# Records drawn from a data collection:
───

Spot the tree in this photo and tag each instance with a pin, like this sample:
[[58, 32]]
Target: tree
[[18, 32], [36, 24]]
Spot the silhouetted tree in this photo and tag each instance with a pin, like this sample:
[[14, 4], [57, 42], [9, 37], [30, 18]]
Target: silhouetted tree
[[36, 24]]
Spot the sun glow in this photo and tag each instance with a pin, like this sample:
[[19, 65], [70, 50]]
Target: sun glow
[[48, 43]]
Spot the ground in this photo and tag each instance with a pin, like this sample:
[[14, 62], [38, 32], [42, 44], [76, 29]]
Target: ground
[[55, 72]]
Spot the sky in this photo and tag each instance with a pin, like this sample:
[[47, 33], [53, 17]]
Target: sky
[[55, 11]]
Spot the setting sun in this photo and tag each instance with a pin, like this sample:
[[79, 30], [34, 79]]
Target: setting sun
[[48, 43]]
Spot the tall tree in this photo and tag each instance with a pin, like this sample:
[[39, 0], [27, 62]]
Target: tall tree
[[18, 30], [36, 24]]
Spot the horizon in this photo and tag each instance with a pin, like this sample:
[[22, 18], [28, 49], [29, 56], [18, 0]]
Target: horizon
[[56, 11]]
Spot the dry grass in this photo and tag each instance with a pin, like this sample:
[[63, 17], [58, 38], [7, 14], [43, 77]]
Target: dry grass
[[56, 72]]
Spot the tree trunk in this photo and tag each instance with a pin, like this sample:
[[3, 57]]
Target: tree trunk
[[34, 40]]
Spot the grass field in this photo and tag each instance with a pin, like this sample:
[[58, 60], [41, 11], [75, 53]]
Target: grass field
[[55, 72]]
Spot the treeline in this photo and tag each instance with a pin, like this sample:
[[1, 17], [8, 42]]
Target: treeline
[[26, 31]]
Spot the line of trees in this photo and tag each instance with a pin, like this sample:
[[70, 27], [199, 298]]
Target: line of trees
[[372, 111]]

───

# Stated problem:
Extract every item above and reproduce each of its lines verbatim, keeping the original order.

# Answer to the problem:
Spot the tree in this photo and tag each instance with a pin, like this sample:
[[58, 32]]
Target: tree
[[18, 32], [36, 24]]
Spot the silhouetted tree in this photo and tag each instance with a pin, like this sample:
[[14, 4], [57, 42], [9, 37], [30, 18]]
Target: silhouetted tree
[[36, 24]]
Spot the sun glow in this photo and tag each instance with a pin, like this sample:
[[19, 65], [70, 50]]
Target: sun glow
[[48, 43]]
Spot the ground in this photo and tag each instance with a pin, like this sample:
[[14, 62], [38, 32], [42, 44], [76, 29]]
Target: ground
[[55, 72]]
Spot the sky in this photo and tag each instance with a pin, like this sample:
[[47, 33], [53, 17]]
Target: sky
[[55, 11]]
Spot the setting sun in this photo and tag each instance with a pin, like this sample:
[[79, 30], [34, 79]]
Target: setting sun
[[48, 43]]
Spot the tall tree in this photo and tag each instance with a pin, like this sample:
[[39, 0], [27, 62]]
Target: tall tree
[[18, 30], [36, 24]]
Spot the horizon in this photo and tag each instance with a pin, like this sample:
[[22, 18], [28, 49], [29, 56], [18, 0]]
Target: horizon
[[56, 11]]
Spot the dry grass in this photo and tag each instance with a pin, like this sample:
[[63, 17], [58, 38], [7, 14], [43, 77]]
Target: dry grass
[[56, 72]]
Spot the tree trunk in this photo and tag each instance with a pin, like this sample:
[[3, 57]]
Target: tree trunk
[[34, 40]]
Spot the grass field in this photo and tag each instance with a pin, like this sample:
[[58, 60], [41, 11], [75, 53]]
Target: grass field
[[55, 72]]
Spot the treeline in this photo and tag each instance with a pin, like this sample:
[[1, 17], [8, 42]]
Target: treeline
[[26, 31]]
Spot the line of trees in this photo and tag each instance with a pin, like this sample:
[[70, 27], [199, 298]]
Target: line of trees
[[372, 111]]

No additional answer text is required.